◆ やること
(A) ドラマ紹介の文章を2文でまとめてください。
(B) ドラマ紹介の文章によると、主人公はふだん鼻に何をしていますか。

◆ もとの文章

_ _ _ _ _

鼻がきく奴
目次
作品メモ
ひとつ前のエントリー『オーガストウォーズ』は 2008年8月の南オセチア紛争を扱っていましたが、近年きな臭いニュースがあれこれ飛び交っていたウクライナ情勢も同じ構図であることに気づかされます。
ソ連邦崩壊後、かつての衛星国やその周辺では、こうした事態が起きる危険性を常にはらんでいるということですね。
これは珍しくもそのウクライナで製作撮影されたミステリーシリーズです。
……といっても国際情勢的にキナ臭いものや、生臭い話はいっさい出てこない、純然たるエンターテインメント。
ただ本物の「臭い」だけは必要不可欠の要素となっています。
主人公はやたら鼻のきく私立探偵。
たちどころに何の臭いかかぎ分けられる……だけでなく、臭いに関するデータや知識をたっぷり持っていて、解析能力もハンパありません。
たとえば目の前にいる人間の臭いを嗅げば、その人が先程まで何をしたのかまでさらりと答えてみせることができますし、犯罪現場でクンクンすれば、そこで何が行われたのかが手にとるようにわかるのです。
仮にうまく脳内データベースでヒットしなかった場合は、自宅兼実験室であれこれ臭いを調合し、正解を導き出します。
つまりはひとり嗅覚専門CSI状態。
あまりに鼻がききすぎるので、普段は鼻栓をしています。
いざとなるとそれをシュポっと抜いて、クンクン嗅ぐのですが、少し間延びしたルックスもあって(失礼)、仕草がとてもユーモラス。
でも天才肌ですからやはりちょっとメンドくさいキャラ。
奥さんとは別れて、子供をめぐって争っている状態です。
時折«СБР»(ラテン文字なら”SBR”)なる捜査局の知人、ヴィクトル大佐(Виктор)の依頼で、コンサルタントのような形で事件捜査に加わります。
«СБР»は«Специального бюро расследований»(”Special Bureau of Investigation”)の略。
FBIのロシア語表記が«Федеральное бюро расследований»なので、それにならった架空の組織でしょうか。
この2人を中心にお話が展開しますが、彼等のようなむさ苦しい男たちと対照的に、毎回超絶的に美しい女性が登場するというのがまたいかにもウクライナなドラマ。
映像表現はカメラワーク、編集、VFXなど洗練されていて、画像だけ見ている限り英米のドラマと区別がつきません。
シナリオは「惜しい、もうちょっと」のところもありますが、劇映画だけでなくドラマの世界でも旧東側の作品が洗練されてきているのがわかります。
原題は「ニュハーチ」。«Нюхать»(ニューハチ)が「嗅ぐ」なので、その派生でしょうか。
英題は”Sniffer”。そのまま主人公の役名になっています。
クレジットはロシア語で、セリフもロシア語。

_ _ _ _ _

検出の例

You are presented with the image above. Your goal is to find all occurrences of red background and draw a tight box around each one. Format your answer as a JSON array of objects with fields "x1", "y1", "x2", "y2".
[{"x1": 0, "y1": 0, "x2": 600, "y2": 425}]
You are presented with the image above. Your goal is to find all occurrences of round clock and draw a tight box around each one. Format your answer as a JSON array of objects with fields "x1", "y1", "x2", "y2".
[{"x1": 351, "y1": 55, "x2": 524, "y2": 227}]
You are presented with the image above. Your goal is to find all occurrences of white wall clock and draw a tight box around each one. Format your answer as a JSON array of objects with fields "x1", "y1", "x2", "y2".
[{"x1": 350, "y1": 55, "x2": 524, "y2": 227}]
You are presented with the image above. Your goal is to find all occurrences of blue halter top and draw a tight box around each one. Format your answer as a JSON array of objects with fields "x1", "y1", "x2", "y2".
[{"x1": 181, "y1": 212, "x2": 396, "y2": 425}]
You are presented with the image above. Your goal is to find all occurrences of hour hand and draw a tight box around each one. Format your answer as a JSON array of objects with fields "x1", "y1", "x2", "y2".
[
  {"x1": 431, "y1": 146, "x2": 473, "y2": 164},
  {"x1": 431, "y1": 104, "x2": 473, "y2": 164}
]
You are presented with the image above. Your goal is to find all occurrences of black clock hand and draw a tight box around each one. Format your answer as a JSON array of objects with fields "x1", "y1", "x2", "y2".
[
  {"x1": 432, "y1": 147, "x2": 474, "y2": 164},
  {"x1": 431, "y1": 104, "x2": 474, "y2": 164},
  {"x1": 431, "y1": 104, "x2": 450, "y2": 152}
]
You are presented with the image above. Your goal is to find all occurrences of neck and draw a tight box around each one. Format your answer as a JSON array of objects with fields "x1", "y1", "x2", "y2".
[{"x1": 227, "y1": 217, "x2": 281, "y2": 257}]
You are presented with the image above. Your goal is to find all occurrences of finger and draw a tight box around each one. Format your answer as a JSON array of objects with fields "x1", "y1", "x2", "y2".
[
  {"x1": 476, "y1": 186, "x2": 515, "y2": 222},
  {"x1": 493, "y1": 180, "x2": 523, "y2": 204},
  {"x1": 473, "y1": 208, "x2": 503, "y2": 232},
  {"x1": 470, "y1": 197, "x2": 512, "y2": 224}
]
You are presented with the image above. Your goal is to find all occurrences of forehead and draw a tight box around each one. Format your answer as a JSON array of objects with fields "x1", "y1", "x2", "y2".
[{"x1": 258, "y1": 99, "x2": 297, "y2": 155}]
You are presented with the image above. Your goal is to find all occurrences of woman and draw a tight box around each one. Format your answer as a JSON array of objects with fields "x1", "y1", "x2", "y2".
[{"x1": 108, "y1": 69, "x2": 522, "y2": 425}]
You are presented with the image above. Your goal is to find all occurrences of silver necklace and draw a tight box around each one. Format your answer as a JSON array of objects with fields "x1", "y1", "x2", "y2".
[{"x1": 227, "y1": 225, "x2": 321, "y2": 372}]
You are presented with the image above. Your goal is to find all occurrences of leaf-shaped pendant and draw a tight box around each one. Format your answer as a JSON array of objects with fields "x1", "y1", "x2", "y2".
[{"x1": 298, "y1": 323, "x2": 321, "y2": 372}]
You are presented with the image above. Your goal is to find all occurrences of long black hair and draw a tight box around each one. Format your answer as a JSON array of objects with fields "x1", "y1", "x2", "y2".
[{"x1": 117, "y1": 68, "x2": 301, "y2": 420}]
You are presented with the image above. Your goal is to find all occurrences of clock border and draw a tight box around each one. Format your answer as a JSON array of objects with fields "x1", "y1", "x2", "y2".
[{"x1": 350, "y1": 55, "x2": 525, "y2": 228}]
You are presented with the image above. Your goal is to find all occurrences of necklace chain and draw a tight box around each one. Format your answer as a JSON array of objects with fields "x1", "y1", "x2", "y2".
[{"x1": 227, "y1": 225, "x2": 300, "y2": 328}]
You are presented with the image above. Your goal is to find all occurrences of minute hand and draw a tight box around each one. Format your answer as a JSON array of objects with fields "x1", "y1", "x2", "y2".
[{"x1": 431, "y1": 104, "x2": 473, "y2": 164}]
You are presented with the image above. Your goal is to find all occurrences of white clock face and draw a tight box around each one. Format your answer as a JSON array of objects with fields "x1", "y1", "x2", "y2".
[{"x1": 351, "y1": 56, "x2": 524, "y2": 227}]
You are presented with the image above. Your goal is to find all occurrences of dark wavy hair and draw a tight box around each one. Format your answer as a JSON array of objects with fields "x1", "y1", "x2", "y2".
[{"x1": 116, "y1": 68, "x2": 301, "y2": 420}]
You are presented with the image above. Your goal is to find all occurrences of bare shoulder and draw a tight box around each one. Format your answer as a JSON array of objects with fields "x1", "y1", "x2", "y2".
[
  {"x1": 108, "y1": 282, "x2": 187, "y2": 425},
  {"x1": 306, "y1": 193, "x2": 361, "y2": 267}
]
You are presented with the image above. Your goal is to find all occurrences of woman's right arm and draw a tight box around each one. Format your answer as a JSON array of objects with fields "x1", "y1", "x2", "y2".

_ _ _ _ _

◆ それぞれの答え
(A) ウクライナで作られたミステリーシリーズで、主人公はとても鼻がきく私立探偵です。臭いを嗅ぐだけで人がさっきまで何をしていたかや犯罪現場で何があったかを言い当て、捜査局の知人ヴィクトル大佐に頼まれて、コンサルタントのような形で事件の捜査に加わります。

(B) 鼻栓をしています。